## Material supplied
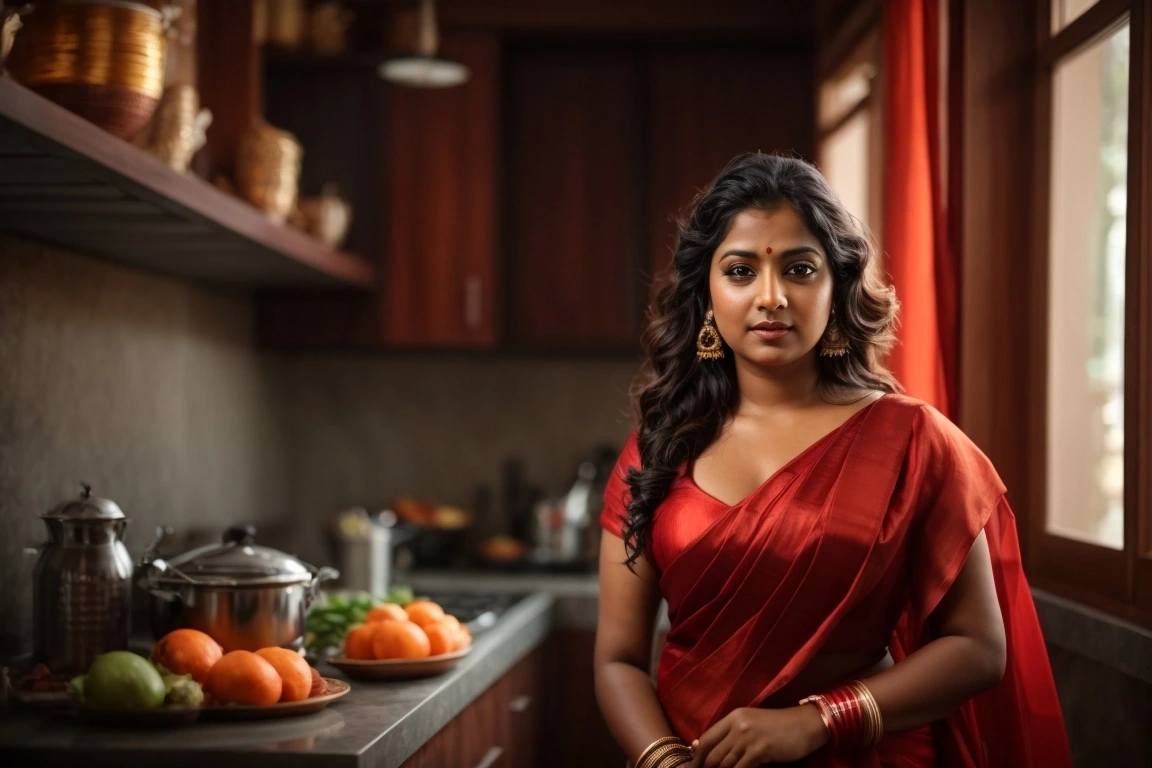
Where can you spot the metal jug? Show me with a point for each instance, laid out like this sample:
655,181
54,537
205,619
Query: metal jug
81,585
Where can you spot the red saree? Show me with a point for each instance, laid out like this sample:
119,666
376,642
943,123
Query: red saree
849,547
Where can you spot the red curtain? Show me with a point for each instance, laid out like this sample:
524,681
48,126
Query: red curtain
915,225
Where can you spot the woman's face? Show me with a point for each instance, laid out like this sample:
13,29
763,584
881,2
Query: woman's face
771,287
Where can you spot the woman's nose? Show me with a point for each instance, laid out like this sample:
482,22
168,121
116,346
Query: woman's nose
772,294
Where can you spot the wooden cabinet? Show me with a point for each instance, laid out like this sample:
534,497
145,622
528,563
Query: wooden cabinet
419,166
500,729
709,105
440,250
530,208
574,221
573,729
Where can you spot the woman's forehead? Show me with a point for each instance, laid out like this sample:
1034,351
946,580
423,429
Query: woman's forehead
779,227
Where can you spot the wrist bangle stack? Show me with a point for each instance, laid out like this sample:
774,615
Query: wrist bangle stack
850,714
666,752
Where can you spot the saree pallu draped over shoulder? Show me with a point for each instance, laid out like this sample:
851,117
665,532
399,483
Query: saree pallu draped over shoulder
848,547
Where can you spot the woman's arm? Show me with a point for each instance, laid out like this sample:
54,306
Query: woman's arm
623,649
968,655
967,658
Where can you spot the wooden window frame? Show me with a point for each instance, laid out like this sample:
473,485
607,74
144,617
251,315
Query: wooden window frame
1119,582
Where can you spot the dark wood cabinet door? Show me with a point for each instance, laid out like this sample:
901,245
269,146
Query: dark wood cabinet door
574,221
440,229
709,105
574,734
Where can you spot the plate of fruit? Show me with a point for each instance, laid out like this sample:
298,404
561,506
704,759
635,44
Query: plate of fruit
188,676
398,641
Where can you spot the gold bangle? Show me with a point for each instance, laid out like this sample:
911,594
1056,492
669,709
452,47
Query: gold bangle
644,761
876,719
657,757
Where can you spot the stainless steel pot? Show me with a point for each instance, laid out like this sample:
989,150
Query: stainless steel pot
245,597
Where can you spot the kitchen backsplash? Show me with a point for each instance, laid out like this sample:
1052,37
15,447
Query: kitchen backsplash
141,386
154,393
365,428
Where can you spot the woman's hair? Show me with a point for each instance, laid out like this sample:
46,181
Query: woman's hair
683,402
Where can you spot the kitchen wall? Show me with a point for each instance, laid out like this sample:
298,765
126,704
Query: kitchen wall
142,386
154,393
364,428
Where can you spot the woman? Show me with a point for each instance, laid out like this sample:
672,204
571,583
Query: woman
816,534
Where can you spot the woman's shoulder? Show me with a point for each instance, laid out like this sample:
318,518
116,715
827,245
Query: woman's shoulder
924,413
933,430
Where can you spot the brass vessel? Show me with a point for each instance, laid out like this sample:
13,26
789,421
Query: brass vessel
103,60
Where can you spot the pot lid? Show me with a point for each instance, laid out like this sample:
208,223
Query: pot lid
85,508
237,561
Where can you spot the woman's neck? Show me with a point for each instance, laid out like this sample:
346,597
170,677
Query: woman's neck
767,389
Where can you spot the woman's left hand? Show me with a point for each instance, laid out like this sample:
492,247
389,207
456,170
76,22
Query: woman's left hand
750,737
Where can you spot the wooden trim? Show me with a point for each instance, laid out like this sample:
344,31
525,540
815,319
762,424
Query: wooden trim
1138,329
863,105
953,15
1098,570
1096,22
1036,411
1069,591
841,43
266,253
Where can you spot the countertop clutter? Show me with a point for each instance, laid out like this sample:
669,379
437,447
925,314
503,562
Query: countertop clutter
377,724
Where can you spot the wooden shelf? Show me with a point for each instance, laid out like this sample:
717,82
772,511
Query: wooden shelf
68,183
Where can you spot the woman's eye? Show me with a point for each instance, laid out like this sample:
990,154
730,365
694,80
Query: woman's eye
801,270
739,271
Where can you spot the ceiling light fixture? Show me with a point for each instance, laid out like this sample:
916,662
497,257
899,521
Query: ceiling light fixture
425,68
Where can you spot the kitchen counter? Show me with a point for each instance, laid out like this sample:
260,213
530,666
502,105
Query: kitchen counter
576,595
376,725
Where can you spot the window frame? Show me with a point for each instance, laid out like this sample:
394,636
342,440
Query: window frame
865,46
1119,582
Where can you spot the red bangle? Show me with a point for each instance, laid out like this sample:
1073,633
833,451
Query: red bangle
851,723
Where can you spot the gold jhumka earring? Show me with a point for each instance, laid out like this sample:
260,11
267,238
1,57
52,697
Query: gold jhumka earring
834,342
709,346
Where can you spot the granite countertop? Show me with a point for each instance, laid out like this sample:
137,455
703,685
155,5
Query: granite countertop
376,725
577,595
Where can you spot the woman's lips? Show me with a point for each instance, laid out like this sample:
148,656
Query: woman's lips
771,334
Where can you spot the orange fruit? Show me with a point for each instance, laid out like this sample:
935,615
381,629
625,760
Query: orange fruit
400,640
424,613
295,673
358,641
243,677
187,652
388,611
319,685
441,637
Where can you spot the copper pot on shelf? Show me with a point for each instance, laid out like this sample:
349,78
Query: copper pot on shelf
101,59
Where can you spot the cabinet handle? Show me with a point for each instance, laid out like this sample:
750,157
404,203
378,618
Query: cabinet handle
474,301
490,757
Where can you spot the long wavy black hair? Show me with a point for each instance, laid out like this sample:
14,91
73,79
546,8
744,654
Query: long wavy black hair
683,402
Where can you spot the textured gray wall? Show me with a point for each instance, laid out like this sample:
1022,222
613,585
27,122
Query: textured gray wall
142,386
366,428
153,392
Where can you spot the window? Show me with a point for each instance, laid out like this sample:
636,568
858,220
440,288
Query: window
848,145
1092,526
1086,252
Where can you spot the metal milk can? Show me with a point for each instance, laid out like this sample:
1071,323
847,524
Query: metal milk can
81,585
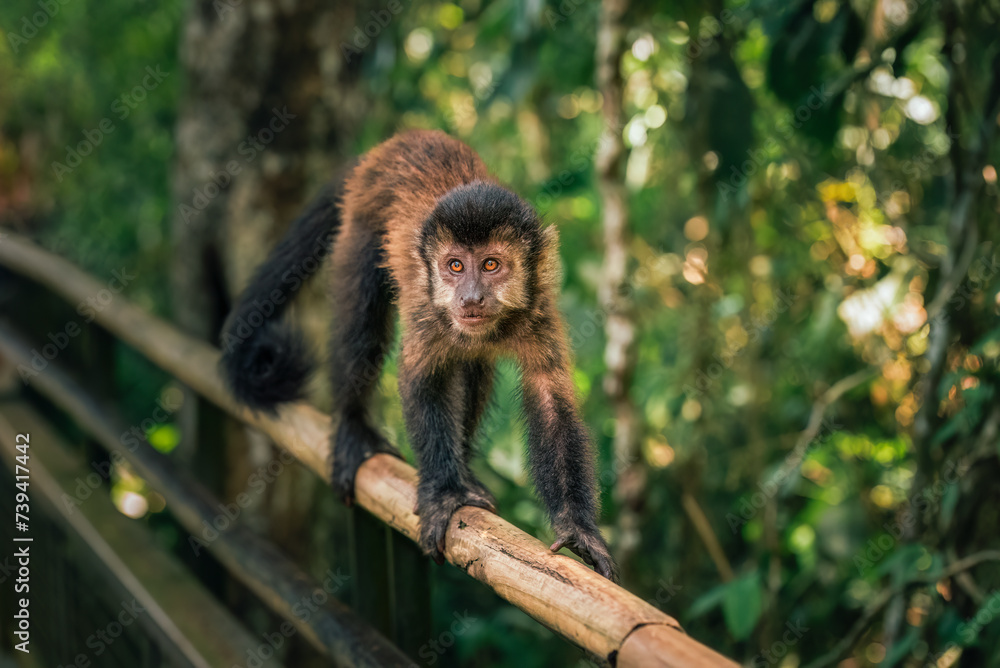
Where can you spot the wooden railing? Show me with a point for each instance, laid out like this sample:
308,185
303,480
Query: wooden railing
556,590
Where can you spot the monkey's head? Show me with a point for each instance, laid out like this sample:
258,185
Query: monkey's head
486,256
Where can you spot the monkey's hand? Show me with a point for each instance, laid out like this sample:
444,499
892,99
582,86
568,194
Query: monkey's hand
435,514
589,545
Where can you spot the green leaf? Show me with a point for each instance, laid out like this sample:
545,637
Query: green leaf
707,601
741,605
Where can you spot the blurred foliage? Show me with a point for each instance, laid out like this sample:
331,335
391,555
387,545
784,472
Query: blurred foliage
791,197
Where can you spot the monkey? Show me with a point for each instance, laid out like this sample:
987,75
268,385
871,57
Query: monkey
420,230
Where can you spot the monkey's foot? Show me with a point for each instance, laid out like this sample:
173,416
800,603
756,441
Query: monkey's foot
435,516
590,547
353,446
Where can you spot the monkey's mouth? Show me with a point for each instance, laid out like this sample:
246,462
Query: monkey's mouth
473,319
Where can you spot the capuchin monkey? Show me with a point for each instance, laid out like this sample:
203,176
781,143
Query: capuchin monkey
421,226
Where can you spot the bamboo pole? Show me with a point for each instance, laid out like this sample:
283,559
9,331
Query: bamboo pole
556,590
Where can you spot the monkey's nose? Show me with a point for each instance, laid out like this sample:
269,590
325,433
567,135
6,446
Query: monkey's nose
473,300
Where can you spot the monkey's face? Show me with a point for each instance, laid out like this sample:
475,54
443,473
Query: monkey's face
478,285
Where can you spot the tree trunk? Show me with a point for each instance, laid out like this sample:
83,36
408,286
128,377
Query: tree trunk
619,353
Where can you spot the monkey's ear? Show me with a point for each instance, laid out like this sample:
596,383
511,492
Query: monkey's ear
549,264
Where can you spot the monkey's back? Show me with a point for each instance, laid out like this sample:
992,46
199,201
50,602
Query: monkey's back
395,187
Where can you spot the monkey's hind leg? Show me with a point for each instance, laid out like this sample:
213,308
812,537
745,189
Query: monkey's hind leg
434,407
361,335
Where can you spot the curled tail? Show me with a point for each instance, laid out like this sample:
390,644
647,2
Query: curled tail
265,363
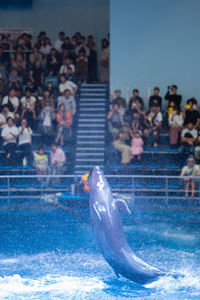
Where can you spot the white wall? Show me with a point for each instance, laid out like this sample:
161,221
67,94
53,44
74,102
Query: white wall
86,16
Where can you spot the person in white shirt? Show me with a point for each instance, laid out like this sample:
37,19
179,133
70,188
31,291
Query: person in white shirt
29,108
67,63
59,42
67,84
154,119
4,115
175,122
25,142
68,100
10,135
11,100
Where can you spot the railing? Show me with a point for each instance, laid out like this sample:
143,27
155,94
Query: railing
139,186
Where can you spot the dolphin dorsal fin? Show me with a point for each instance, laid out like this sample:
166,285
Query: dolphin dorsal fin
122,206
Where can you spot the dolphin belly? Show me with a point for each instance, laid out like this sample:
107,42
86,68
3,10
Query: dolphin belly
108,231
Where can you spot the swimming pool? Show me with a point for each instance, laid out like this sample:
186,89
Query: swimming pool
48,253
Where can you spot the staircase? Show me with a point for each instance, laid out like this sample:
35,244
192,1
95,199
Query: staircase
90,143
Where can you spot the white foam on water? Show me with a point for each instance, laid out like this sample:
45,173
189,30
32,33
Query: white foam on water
15,286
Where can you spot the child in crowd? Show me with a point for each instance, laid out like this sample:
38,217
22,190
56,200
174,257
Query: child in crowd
136,145
82,66
41,161
188,172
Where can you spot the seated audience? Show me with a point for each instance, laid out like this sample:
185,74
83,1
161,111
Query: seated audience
104,61
188,139
68,100
132,102
82,67
64,120
35,56
120,101
10,135
25,142
46,118
18,61
66,84
155,98
173,96
28,103
154,117
41,161
5,114
58,160
59,41
12,101
188,172
120,144
67,63
191,114
175,126
115,119
13,82
53,62
136,144
92,60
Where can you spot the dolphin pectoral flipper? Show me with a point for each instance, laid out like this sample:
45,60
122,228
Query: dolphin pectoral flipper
122,206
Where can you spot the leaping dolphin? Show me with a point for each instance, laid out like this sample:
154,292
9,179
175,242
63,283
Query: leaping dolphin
108,231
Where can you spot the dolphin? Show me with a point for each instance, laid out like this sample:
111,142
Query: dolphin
108,231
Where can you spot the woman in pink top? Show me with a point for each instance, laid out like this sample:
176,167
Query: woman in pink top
137,145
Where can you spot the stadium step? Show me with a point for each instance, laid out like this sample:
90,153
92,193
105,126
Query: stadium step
90,139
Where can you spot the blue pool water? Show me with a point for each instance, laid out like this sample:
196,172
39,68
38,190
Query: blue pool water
48,253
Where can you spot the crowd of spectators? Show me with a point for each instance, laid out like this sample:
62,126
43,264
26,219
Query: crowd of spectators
133,124
38,87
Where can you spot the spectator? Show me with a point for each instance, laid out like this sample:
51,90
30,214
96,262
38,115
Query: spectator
14,82
59,41
67,63
121,138
25,142
135,98
46,46
66,84
10,135
66,47
46,118
115,119
191,114
12,101
104,62
53,62
29,108
92,60
154,117
18,60
173,96
188,139
58,160
188,172
82,47
81,67
37,75
41,161
120,101
175,123
64,120
35,56
155,98
4,61
5,114
68,101
136,145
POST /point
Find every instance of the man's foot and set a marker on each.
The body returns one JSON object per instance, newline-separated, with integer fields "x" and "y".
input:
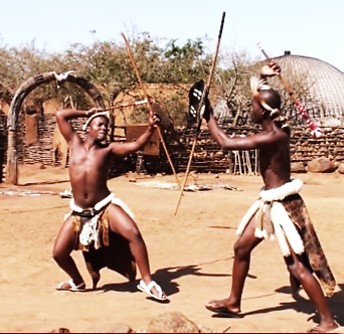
{"x": 153, "y": 289}
{"x": 221, "y": 308}
{"x": 331, "y": 328}
{"x": 71, "y": 286}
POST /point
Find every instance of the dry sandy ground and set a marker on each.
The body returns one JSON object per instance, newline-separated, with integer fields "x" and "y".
{"x": 190, "y": 254}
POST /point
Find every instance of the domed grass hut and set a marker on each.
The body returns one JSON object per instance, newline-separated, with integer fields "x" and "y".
{"x": 318, "y": 85}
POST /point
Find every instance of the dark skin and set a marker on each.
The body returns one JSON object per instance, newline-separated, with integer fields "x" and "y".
{"x": 88, "y": 169}
{"x": 272, "y": 143}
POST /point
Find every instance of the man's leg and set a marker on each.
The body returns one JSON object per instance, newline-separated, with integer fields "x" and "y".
{"x": 242, "y": 256}
{"x": 122, "y": 224}
{"x": 63, "y": 247}
{"x": 313, "y": 289}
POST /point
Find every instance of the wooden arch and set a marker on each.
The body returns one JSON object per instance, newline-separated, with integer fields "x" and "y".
{"x": 16, "y": 103}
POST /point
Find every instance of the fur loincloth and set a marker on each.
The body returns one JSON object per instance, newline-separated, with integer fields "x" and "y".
{"x": 100, "y": 246}
{"x": 281, "y": 213}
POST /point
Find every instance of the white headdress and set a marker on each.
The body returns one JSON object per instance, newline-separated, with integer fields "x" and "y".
{"x": 97, "y": 114}
{"x": 259, "y": 84}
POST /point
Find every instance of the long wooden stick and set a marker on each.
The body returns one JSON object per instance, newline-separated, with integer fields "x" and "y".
{"x": 315, "y": 130}
{"x": 151, "y": 111}
{"x": 120, "y": 106}
{"x": 200, "y": 105}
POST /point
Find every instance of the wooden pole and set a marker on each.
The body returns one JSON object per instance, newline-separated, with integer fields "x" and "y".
{"x": 204, "y": 94}
{"x": 149, "y": 105}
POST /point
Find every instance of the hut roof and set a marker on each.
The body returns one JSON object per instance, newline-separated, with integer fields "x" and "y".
{"x": 325, "y": 84}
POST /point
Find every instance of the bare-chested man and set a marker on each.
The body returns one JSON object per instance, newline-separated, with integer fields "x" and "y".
{"x": 279, "y": 212}
{"x": 96, "y": 211}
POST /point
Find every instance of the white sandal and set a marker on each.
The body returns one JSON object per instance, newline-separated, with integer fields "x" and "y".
{"x": 148, "y": 290}
{"x": 71, "y": 286}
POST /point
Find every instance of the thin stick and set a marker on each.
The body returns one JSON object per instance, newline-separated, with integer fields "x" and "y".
{"x": 120, "y": 106}
{"x": 151, "y": 111}
{"x": 200, "y": 105}
{"x": 315, "y": 130}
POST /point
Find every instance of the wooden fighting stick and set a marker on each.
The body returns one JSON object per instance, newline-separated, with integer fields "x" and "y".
{"x": 315, "y": 130}
{"x": 151, "y": 111}
{"x": 200, "y": 106}
{"x": 125, "y": 105}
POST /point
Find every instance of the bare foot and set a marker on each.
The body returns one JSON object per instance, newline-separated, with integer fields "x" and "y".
{"x": 222, "y": 307}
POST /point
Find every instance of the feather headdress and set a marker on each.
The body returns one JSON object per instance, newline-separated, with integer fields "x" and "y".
{"x": 97, "y": 114}
{"x": 259, "y": 84}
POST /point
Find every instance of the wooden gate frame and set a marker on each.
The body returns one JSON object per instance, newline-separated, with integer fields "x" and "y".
{"x": 27, "y": 87}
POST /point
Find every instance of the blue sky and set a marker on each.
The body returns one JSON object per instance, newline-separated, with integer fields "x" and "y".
{"x": 311, "y": 28}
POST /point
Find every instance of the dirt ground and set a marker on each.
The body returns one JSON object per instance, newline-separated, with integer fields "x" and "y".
{"x": 191, "y": 255}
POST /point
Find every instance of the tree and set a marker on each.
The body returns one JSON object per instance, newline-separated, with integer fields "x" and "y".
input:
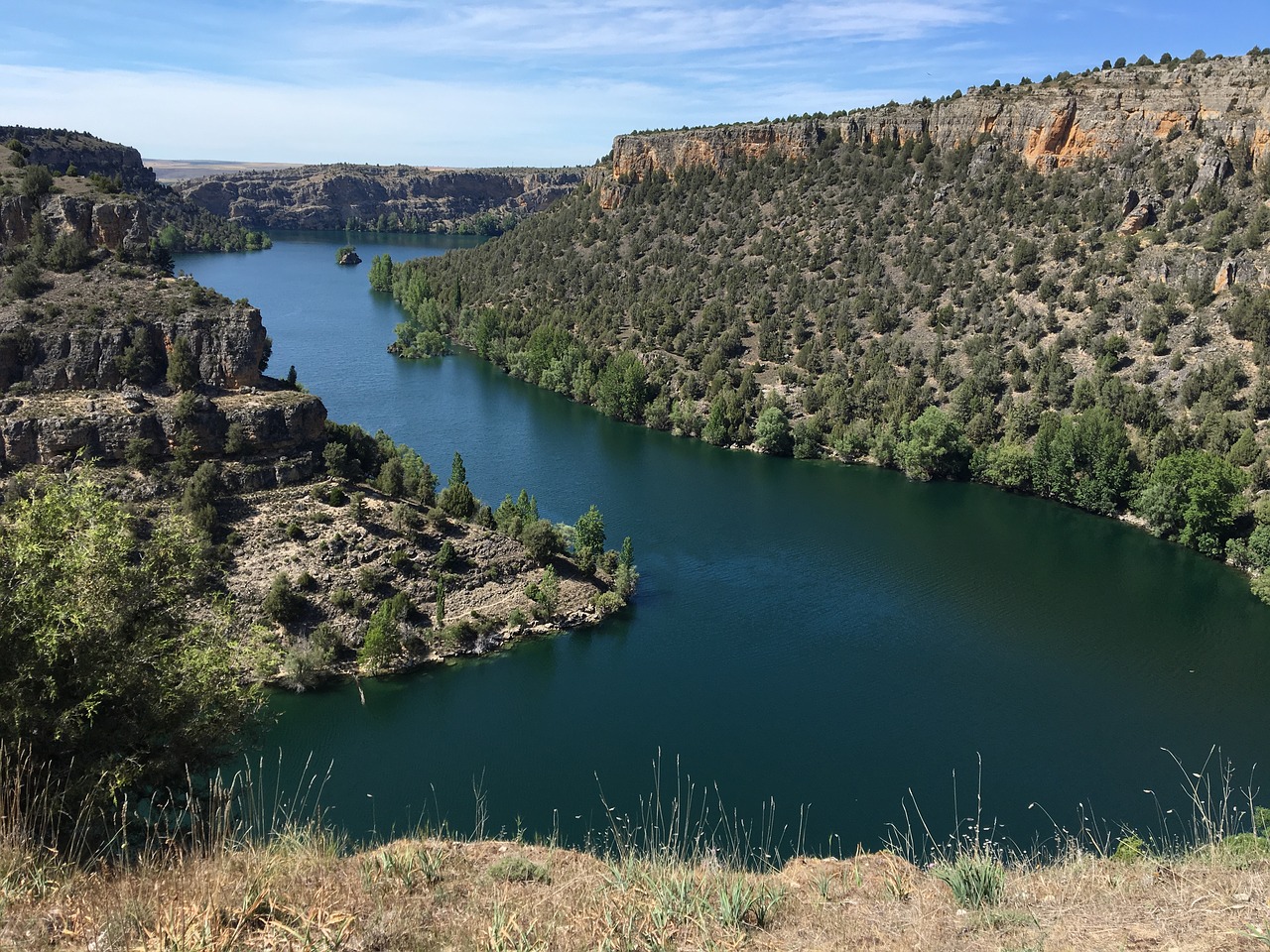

## What to produce
Pick out every line of the data above that contains the string "curtain", and copy each one. Case counts.

## Written response
Where can you spot the red curtain? Show me with a point for each instance, laid out like this sample:
Query: red curtain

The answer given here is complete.